THE EXERCISE: Find every line in the listing that contains the string "skyline" and copy each one. Matching is case-sensitive.

Dataset rows:
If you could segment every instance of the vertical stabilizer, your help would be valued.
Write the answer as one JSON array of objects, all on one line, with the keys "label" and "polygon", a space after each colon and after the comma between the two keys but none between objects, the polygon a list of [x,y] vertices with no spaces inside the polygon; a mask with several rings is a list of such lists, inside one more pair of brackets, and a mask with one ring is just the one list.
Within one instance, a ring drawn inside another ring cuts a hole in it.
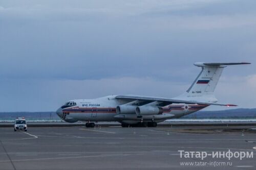
[{"label": "vertical stabilizer", "polygon": [[190,87],[183,94],[176,99],[217,102],[214,92],[224,67],[230,65],[248,64],[249,63],[204,63],[195,65],[202,67],[202,70]]}]

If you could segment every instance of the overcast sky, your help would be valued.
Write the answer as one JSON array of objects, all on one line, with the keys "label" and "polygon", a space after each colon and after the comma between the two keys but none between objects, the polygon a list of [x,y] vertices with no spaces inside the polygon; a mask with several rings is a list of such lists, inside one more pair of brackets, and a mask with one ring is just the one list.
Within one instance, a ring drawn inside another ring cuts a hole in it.
[{"label": "overcast sky", "polygon": [[256,1],[0,0],[0,112],[175,97],[198,61],[252,62],[225,68],[216,94],[256,108]]}]

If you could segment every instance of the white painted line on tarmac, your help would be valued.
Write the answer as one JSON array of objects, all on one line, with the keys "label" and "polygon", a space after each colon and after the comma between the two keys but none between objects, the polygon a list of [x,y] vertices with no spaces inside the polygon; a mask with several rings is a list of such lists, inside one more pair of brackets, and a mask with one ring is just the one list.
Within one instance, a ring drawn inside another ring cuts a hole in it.
[{"label": "white painted line on tarmac", "polygon": [[78,156],[81,155],[81,154],[58,154],[59,156]]},{"label": "white painted line on tarmac", "polygon": [[28,132],[23,132],[23,133],[26,133],[26,134],[29,135],[29,136],[31,136],[34,137],[34,138],[38,138],[38,137],[37,136],[36,136],[36,135],[31,135],[31,134],[28,133]]},{"label": "white painted line on tarmac", "polygon": [[16,155],[17,156],[37,156],[38,155],[38,154],[16,154]]},{"label": "white painted line on tarmac", "polygon": [[[55,159],[75,159],[75,158],[96,158],[96,157],[104,157],[109,156],[116,156],[116,155],[94,155],[94,156],[72,156],[72,157],[52,157],[52,158],[35,158],[35,159],[16,159],[12,160],[12,162],[22,162],[22,161],[31,161],[37,160],[55,160]],[[120,156],[118,155],[117,156]],[[3,160],[0,162],[9,162],[10,160]]]},{"label": "white painted line on tarmac", "polygon": [[79,129],[79,130],[82,130],[88,131],[97,132],[102,132],[102,133],[112,133],[112,134],[115,134],[116,133],[116,132],[107,132],[107,131],[97,131],[97,130],[91,130],[91,129]]}]

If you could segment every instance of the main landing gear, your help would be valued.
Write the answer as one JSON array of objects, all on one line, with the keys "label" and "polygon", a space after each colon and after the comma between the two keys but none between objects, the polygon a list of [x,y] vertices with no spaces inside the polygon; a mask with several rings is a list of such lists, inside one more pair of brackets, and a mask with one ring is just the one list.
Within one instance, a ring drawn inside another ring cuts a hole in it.
[{"label": "main landing gear", "polygon": [[86,127],[87,128],[94,128],[95,127],[95,124],[94,123],[88,122],[86,124]]},{"label": "main landing gear", "polygon": [[157,126],[157,123],[155,122],[141,122],[136,124],[128,124],[122,123],[121,124],[122,127],[127,128],[129,127],[156,127]]}]

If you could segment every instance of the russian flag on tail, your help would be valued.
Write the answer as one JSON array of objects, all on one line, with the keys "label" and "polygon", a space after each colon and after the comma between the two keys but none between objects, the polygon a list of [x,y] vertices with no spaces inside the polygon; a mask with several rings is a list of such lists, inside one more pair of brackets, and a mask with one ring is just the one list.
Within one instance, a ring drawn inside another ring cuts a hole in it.
[{"label": "russian flag on tail", "polygon": [[208,84],[209,81],[207,80],[199,80],[197,81],[197,84]]}]

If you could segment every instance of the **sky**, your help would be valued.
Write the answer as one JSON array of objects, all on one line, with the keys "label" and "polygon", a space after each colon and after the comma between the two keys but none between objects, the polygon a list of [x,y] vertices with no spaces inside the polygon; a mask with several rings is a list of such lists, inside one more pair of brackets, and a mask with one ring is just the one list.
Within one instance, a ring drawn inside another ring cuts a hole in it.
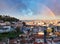
[{"label": "sky", "polygon": [[60,0],[0,0],[0,15],[20,20],[60,19]]}]

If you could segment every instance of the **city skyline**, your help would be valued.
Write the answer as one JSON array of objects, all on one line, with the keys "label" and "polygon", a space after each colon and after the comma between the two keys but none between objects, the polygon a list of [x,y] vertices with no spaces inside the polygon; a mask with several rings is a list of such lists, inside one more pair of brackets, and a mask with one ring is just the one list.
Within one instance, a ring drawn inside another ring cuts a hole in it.
[{"label": "city skyline", "polygon": [[0,15],[20,20],[60,19],[60,0],[0,0]]}]

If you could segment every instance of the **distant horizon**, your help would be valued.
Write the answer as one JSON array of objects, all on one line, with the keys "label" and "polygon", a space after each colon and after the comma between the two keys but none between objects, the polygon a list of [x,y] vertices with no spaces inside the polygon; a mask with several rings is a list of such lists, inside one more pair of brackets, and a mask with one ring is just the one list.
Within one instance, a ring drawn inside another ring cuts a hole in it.
[{"label": "distant horizon", "polygon": [[60,0],[0,0],[0,14],[21,20],[60,19]]}]

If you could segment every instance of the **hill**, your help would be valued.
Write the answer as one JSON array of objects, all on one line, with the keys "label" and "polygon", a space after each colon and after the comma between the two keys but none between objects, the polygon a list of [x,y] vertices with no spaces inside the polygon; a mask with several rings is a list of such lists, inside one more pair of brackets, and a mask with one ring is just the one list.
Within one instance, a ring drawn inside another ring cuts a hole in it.
[{"label": "hill", "polygon": [[9,22],[17,22],[17,21],[19,21],[19,19],[17,19],[17,18],[15,18],[15,17],[10,17],[10,16],[2,16],[2,15],[0,15],[0,20],[2,20],[2,21],[9,21]]}]

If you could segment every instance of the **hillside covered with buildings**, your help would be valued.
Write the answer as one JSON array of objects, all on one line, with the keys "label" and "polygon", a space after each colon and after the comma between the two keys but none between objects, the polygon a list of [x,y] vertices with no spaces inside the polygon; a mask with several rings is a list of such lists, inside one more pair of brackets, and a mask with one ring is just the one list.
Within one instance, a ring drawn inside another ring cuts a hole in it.
[{"label": "hillside covered with buildings", "polygon": [[5,15],[0,15],[0,22],[5,22],[5,21],[9,21],[9,22],[17,22],[19,21],[19,19],[15,18],[15,17],[10,17],[10,16],[5,16]]}]

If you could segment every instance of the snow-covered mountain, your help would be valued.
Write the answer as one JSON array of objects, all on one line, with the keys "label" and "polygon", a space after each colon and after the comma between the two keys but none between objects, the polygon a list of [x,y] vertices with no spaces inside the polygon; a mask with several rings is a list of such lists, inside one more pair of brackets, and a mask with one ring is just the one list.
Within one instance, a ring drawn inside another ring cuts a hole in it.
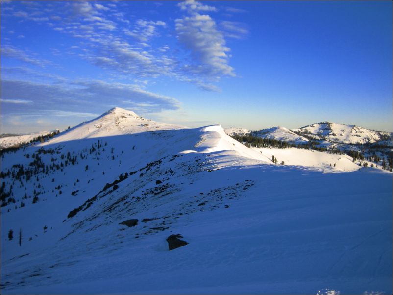
[{"label": "snow-covered mountain", "polygon": [[257,131],[253,131],[251,134],[254,136],[261,138],[291,142],[297,145],[305,144],[308,142],[308,140],[305,137],[299,136],[285,127],[273,127]]},{"label": "snow-covered mountain", "polygon": [[2,294],[392,292],[392,174],[347,156],[115,108],[1,172]]},{"label": "snow-covered mountain", "polygon": [[363,144],[374,143],[392,139],[392,133],[369,130],[354,125],[337,124],[325,122],[316,123],[292,130],[308,135],[318,140],[325,139],[332,143]]},{"label": "snow-covered mountain", "polygon": [[224,129],[225,133],[228,135],[233,135],[234,134],[248,134],[251,131],[250,130],[245,129],[244,128],[235,128],[234,127],[231,128],[227,128]]},{"label": "snow-covered mountain", "polygon": [[23,135],[13,135],[12,136],[1,137],[0,138],[0,148],[7,148],[18,145],[28,143],[40,136],[45,136],[53,131],[41,131]]}]

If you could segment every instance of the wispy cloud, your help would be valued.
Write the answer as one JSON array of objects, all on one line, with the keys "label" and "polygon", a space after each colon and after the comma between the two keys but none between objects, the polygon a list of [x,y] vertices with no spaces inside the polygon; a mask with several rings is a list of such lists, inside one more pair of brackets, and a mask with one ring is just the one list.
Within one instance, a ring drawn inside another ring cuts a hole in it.
[{"label": "wispy cloud", "polygon": [[223,33],[210,16],[194,12],[176,19],[175,23],[179,41],[196,62],[186,65],[186,71],[215,80],[222,75],[235,76],[233,68],[229,65],[230,49],[226,46]]},{"label": "wispy cloud", "polygon": [[220,23],[220,26],[226,37],[242,39],[248,35],[248,30],[243,23],[222,21]]},{"label": "wispy cloud", "polygon": [[235,8],[234,7],[230,7],[228,6],[224,6],[222,7],[226,11],[228,12],[233,12],[234,13],[242,13],[244,12],[247,12],[246,10],[244,9],[241,9],[240,8]]},{"label": "wispy cloud", "polygon": [[50,64],[50,62],[45,59],[39,59],[32,57],[22,50],[17,49],[11,45],[4,45],[1,47],[1,53],[3,56],[16,58],[22,61],[43,67]]},{"label": "wispy cloud", "polygon": [[217,11],[217,9],[213,6],[204,5],[197,1],[184,1],[177,4],[182,10],[187,10],[189,12],[198,11]]},{"label": "wispy cloud", "polygon": [[145,106],[145,110],[151,112],[177,109],[179,104],[174,98],[147,91],[134,85],[101,81],[47,84],[2,80],[1,99],[1,102],[14,103],[17,101],[31,101],[42,110],[57,108],[63,111],[84,109],[88,106],[98,111],[108,104],[121,105],[125,100],[136,104],[147,104]]},{"label": "wispy cloud", "polygon": [[8,103],[22,103],[23,104],[33,103],[31,100],[26,100],[25,99],[3,99],[2,98],[1,98],[0,99],[0,101],[1,102],[7,102]]}]

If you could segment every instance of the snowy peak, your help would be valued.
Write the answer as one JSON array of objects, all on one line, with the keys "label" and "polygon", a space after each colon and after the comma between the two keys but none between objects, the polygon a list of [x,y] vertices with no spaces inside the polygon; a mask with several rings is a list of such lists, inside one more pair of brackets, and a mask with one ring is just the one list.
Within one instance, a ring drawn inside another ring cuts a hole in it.
[{"label": "snowy peak", "polygon": [[232,127],[224,129],[225,133],[231,136],[234,134],[248,134],[250,133],[250,130],[245,129],[244,128],[235,128]]},{"label": "snowy peak", "polygon": [[392,133],[389,132],[376,131],[354,125],[338,124],[328,121],[315,123],[292,131],[315,139],[343,144],[373,143],[392,138]]},{"label": "snowy peak", "polygon": [[[125,115],[125,116],[130,116],[132,117],[134,117],[135,118],[139,118],[140,117],[139,116],[135,114],[132,111],[129,111],[128,110],[126,110],[125,109],[123,109],[120,107],[114,107],[113,108],[107,111],[104,113],[105,114],[117,114],[120,115]],[[141,117],[142,118],[142,117]]]},{"label": "snowy peak", "polygon": [[68,130],[51,141],[51,143],[184,128],[156,122],[139,116],[132,111],[115,107],[92,120],[83,122]]},{"label": "snowy peak", "polygon": [[285,127],[273,127],[253,131],[252,134],[257,137],[292,142],[297,144],[306,143],[308,141],[307,138],[299,136]]}]

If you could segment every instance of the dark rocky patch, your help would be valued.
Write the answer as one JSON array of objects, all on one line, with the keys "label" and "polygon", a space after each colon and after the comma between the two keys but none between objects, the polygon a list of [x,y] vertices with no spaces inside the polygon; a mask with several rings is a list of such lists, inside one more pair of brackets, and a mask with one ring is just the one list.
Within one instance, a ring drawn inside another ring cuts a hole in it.
[{"label": "dark rocky patch", "polygon": [[167,238],[167,242],[168,242],[170,251],[182,246],[185,246],[188,244],[185,241],[180,240],[179,238],[183,238],[183,236],[180,234],[171,235]]},{"label": "dark rocky patch", "polygon": [[132,226],[135,226],[138,224],[138,220],[128,219],[127,220],[125,220],[123,221],[122,221],[119,224],[123,224],[124,225],[127,225],[128,227],[132,227]]},{"label": "dark rocky patch", "polygon": [[151,221],[152,220],[155,220],[156,219],[158,219],[158,217],[154,217],[153,218],[144,218],[142,220],[143,222],[147,222],[147,221]]}]

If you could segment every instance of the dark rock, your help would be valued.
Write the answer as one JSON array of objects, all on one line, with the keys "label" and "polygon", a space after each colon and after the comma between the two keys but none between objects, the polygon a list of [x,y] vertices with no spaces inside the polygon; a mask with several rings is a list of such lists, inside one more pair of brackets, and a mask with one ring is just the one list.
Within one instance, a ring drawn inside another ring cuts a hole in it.
[{"label": "dark rock", "polygon": [[151,221],[152,220],[155,220],[156,219],[158,219],[158,218],[154,217],[154,218],[144,218],[142,220],[142,222],[147,222],[147,221]]},{"label": "dark rock", "polygon": [[185,246],[188,244],[185,241],[180,240],[179,238],[183,238],[183,236],[180,234],[171,235],[167,238],[167,242],[168,242],[170,251],[181,247],[182,246]]},{"label": "dark rock", "polygon": [[125,220],[123,221],[122,221],[119,224],[123,224],[124,225],[127,225],[128,227],[131,227],[132,226],[135,226],[138,224],[138,220],[129,219],[128,220]]}]

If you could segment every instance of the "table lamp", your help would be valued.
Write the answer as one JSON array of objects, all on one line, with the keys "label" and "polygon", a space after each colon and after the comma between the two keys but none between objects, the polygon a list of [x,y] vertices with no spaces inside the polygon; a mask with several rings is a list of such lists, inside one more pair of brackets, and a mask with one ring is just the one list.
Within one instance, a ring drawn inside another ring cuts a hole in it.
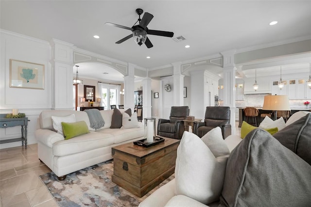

REPLY TO THE EXERCISE:
If you could segment every instance of the **city skyline**, your help would be valued.
[{"label": "city skyline", "polygon": [[0,15],[20,20],[60,19],[60,0],[0,0]]}]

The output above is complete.